WORK INSTRUCTION: Return the lines below that contain the word "plastic".

··· DATA

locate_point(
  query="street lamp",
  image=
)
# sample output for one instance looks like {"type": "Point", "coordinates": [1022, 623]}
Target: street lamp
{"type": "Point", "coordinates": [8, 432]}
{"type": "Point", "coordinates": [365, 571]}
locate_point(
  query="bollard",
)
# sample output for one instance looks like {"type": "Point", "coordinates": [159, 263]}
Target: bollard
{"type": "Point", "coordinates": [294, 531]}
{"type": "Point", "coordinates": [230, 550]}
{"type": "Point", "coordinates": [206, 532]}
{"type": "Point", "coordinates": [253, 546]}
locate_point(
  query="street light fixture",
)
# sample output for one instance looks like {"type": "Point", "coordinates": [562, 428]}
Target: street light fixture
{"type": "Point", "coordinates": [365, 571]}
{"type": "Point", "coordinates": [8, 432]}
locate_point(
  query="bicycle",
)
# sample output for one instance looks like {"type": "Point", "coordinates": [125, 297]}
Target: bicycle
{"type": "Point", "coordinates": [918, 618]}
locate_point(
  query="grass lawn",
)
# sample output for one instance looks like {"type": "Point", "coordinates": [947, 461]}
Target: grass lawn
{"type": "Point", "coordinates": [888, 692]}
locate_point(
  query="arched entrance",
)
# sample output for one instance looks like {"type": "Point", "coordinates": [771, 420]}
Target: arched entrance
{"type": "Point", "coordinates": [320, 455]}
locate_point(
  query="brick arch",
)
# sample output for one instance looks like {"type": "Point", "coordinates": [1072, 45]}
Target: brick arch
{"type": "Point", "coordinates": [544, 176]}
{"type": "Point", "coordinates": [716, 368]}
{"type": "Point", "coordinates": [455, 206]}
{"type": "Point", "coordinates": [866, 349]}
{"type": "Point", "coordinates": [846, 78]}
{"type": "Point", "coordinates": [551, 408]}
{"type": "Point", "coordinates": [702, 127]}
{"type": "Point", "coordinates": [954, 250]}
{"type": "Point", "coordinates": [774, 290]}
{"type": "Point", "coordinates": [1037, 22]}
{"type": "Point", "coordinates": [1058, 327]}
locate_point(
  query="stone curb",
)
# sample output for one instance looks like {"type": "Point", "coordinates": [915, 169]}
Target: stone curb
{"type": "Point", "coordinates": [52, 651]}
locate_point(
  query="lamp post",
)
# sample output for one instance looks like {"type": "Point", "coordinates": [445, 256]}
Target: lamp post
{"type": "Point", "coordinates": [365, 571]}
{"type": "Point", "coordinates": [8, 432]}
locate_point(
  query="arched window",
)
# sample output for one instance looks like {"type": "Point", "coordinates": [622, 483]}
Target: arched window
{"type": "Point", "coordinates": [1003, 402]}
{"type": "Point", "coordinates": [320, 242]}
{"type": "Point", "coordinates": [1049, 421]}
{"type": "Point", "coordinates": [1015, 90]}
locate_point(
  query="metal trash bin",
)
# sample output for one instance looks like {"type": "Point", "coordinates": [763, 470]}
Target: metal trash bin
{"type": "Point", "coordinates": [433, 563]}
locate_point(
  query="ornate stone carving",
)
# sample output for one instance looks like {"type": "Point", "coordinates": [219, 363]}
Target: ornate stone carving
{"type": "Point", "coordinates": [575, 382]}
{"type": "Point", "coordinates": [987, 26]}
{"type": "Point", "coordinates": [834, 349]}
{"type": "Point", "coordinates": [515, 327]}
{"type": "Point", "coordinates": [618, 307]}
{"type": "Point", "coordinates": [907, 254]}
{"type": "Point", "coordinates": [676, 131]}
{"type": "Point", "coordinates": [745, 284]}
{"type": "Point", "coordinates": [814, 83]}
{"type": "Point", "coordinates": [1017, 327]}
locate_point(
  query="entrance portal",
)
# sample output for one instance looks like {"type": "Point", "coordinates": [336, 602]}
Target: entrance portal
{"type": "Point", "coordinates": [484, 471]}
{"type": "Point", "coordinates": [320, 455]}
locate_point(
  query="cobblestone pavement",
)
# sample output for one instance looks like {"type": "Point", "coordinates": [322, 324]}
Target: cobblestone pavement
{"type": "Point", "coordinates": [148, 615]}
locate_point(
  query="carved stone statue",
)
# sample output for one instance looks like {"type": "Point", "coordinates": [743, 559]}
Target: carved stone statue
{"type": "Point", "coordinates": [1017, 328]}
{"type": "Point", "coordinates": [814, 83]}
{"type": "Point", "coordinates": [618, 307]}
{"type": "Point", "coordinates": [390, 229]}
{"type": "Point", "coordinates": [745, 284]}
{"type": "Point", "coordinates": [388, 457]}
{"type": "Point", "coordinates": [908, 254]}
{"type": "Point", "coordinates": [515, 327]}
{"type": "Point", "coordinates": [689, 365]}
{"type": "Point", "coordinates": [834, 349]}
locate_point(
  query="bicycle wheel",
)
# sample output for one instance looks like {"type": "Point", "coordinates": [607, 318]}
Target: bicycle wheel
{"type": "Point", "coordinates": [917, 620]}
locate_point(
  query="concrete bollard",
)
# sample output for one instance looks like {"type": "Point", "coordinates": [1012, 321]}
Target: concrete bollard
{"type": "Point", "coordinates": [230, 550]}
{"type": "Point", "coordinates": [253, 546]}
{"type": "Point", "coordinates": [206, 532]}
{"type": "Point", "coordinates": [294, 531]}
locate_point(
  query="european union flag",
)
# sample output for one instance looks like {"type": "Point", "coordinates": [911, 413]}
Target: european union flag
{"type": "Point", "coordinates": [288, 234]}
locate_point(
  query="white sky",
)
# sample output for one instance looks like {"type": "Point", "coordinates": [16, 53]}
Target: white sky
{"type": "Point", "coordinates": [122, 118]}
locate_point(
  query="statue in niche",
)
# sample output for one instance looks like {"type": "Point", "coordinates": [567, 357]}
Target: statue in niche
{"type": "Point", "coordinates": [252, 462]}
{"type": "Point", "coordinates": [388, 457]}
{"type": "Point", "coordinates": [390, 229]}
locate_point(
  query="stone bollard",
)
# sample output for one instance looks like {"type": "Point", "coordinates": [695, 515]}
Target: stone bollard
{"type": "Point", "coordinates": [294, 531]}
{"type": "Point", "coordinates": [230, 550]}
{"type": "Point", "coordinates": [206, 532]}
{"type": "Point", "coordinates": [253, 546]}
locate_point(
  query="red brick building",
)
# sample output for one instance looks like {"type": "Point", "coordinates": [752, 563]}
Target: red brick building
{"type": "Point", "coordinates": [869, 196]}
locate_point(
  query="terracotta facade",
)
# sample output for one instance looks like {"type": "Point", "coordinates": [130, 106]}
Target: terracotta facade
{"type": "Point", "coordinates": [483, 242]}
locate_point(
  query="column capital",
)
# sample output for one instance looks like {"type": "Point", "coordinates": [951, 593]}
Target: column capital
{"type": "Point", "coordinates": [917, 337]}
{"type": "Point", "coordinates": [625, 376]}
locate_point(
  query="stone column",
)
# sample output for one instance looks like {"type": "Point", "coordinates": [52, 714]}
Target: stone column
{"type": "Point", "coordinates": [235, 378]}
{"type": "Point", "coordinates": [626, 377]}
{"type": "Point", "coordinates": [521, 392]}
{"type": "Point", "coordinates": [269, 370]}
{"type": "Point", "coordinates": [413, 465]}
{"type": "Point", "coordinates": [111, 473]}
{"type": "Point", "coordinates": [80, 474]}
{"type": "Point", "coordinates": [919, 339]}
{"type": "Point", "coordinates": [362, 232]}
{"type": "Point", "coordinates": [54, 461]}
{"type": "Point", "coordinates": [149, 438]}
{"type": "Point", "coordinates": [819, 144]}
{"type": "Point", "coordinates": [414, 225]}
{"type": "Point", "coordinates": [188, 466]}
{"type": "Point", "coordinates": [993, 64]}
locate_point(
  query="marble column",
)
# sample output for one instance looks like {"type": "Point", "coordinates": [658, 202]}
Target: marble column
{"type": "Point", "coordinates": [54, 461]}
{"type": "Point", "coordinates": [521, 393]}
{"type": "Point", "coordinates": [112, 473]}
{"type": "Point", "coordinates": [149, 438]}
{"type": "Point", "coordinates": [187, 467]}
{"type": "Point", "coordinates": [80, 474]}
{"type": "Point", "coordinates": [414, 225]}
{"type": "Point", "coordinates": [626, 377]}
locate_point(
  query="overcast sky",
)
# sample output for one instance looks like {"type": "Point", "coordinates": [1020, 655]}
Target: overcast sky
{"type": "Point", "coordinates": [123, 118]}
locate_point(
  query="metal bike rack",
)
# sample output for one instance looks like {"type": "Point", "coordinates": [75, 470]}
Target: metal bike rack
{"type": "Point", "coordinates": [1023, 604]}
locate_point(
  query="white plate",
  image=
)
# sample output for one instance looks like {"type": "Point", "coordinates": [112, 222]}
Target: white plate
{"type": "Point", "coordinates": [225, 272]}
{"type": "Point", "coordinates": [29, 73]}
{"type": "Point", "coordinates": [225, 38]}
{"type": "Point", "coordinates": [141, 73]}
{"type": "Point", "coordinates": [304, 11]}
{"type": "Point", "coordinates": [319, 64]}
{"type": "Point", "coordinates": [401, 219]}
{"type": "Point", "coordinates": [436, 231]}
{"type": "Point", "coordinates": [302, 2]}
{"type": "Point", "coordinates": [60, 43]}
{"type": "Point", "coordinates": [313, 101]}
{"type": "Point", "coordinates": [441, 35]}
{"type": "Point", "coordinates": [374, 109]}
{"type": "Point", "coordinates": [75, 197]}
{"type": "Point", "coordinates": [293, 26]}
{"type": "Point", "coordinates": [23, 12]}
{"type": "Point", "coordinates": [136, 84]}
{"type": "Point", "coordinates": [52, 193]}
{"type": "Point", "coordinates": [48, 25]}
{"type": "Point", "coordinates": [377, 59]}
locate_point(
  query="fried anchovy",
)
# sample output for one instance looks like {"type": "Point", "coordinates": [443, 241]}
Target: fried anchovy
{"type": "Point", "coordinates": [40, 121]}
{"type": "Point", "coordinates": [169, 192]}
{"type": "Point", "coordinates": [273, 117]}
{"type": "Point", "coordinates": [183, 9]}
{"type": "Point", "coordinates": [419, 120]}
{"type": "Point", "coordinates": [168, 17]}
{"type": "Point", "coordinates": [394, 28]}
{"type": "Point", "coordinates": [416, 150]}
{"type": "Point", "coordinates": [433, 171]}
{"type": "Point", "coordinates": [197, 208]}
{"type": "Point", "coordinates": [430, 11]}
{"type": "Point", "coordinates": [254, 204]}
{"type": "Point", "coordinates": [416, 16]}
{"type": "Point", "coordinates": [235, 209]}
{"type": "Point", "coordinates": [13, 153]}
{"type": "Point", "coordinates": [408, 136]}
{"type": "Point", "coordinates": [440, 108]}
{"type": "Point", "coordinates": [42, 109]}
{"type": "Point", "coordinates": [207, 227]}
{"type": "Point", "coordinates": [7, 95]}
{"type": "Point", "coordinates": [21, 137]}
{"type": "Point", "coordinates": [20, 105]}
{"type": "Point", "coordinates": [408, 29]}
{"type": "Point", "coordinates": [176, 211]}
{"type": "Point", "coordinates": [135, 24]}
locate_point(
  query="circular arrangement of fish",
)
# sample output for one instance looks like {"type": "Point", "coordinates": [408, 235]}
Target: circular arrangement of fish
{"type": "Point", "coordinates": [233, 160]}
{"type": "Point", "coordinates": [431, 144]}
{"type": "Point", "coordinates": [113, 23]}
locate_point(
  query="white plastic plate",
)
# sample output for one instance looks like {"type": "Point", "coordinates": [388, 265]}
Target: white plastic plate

······

EXPECTED ANSWER:
  query="white plastic plate",
Target: white plastic plate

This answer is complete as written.